:: CHALLENGE ::
Please reproduce each of the following lines word for word, keeping them in their original order.
+===+
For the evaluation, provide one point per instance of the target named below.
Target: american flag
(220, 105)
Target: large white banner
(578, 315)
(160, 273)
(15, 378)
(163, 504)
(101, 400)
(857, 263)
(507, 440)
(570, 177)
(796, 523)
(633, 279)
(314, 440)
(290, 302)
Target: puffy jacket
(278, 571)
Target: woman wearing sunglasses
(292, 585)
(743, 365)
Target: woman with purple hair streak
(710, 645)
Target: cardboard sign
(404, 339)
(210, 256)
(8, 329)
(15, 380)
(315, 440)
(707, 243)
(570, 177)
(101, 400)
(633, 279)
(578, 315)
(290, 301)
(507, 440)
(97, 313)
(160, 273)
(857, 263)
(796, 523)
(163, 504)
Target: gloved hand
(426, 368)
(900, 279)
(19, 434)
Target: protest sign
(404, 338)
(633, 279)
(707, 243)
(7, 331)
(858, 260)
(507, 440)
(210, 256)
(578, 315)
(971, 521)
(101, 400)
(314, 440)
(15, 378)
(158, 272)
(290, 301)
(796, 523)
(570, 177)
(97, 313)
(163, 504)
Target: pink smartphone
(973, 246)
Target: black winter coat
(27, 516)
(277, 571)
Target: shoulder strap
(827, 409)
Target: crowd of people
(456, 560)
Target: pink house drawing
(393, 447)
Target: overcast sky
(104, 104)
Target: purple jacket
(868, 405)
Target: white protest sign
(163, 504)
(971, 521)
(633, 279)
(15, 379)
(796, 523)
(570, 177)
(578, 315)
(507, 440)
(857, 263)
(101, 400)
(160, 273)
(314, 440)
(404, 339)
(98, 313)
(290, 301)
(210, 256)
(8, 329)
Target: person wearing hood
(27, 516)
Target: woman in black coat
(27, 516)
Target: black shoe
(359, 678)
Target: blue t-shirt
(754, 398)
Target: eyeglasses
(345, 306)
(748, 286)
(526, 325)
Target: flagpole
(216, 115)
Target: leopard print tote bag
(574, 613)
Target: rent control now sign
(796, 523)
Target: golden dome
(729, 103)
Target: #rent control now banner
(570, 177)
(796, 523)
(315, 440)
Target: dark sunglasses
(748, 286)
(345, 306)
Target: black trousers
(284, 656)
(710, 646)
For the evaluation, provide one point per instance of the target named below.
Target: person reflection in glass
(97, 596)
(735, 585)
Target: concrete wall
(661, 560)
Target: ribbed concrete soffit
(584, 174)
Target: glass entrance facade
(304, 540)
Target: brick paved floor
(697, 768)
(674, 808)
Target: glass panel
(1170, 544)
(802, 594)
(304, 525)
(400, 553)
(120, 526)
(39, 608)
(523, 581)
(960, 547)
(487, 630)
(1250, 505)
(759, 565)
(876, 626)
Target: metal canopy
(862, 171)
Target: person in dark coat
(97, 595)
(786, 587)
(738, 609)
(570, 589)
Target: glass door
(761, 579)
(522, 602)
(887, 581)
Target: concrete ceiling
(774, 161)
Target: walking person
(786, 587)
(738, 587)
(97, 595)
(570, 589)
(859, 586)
+===+
:: SOLUTION TO THIS EXERCISE ::
For the evaluation, provide one point per instance of the target named below.
Target: american flag
(220, 105)
Target: large white banner
(578, 315)
(160, 273)
(15, 378)
(163, 504)
(101, 400)
(857, 263)
(507, 440)
(570, 177)
(796, 523)
(633, 279)
(314, 440)
(290, 302)
Target: puffy jacket
(278, 571)
Target: woman wearing sunglasses
(292, 585)
(743, 365)
Target: woman with purple hair streak
(710, 645)
Target: cardboard sign
(404, 339)
(210, 256)
(8, 329)
(15, 380)
(315, 440)
(707, 243)
(570, 177)
(101, 400)
(633, 279)
(578, 315)
(290, 301)
(507, 440)
(97, 313)
(160, 273)
(857, 263)
(796, 523)
(163, 504)
Target: gloved hand
(426, 368)
(900, 279)
(19, 434)
Target: protest sign
(404, 338)
(633, 279)
(707, 243)
(7, 331)
(858, 260)
(507, 440)
(210, 256)
(578, 315)
(971, 521)
(101, 400)
(314, 440)
(15, 378)
(158, 272)
(290, 301)
(796, 523)
(570, 177)
(97, 313)
(163, 504)
Target: pink smartphone
(973, 246)
Target: black winter coat
(27, 516)
(277, 571)
Target: shoulder strap
(827, 409)
Target: crowd of people
(456, 560)
Target: pink house drawing
(393, 447)
Target: overcast sky
(104, 104)
Target: purple jacket
(868, 405)
Target: white protest sign
(163, 504)
(971, 521)
(633, 279)
(15, 379)
(796, 523)
(570, 177)
(578, 315)
(507, 440)
(857, 263)
(101, 400)
(160, 273)
(314, 440)
(404, 339)
(98, 313)
(290, 301)
(210, 256)
(8, 329)
Target: person wearing hood
(27, 516)
Target: woman in black coat
(27, 516)
Target: black shoe
(359, 678)
Target: blue t-shirt
(754, 398)
Target: eyeglasses
(345, 306)
(748, 286)
(526, 325)
Target: flagpole
(216, 115)
Target: leopard print tote bag
(574, 613)
Target: rent control now sign
(796, 523)
Target: golden dome
(729, 103)
Target: #rent control now banner
(570, 177)
(796, 523)
(315, 440)
Target: dark sunglasses
(748, 286)
(345, 306)
Target: black trousers
(284, 656)
(710, 646)
For the evaluation, provide one point per instance of the target named below.
Target: person reflection in glass
(97, 596)
(735, 585)
Target: concrete wall
(661, 560)
Target: ribbed concrete soffit
(584, 174)
Target: glass entrance facade
(304, 540)
Target: brick paved floor
(697, 768)
(674, 808)
Target: glass panel
(1170, 544)
(802, 594)
(304, 525)
(400, 553)
(120, 526)
(39, 608)
(523, 581)
(960, 547)
(487, 630)
(1250, 505)
(759, 565)
(876, 626)
Target: metal canopy
(862, 171)
Target: person in dark coat
(97, 595)
(786, 587)
(738, 609)
(570, 589)
Target: glass door
(761, 579)
(522, 602)
(887, 581)
Target: concrete ceiling
(774, 161)
Target: walking person
(786, 587)
(738, 587)
(97, 595)
(570, 589)
(859, 586)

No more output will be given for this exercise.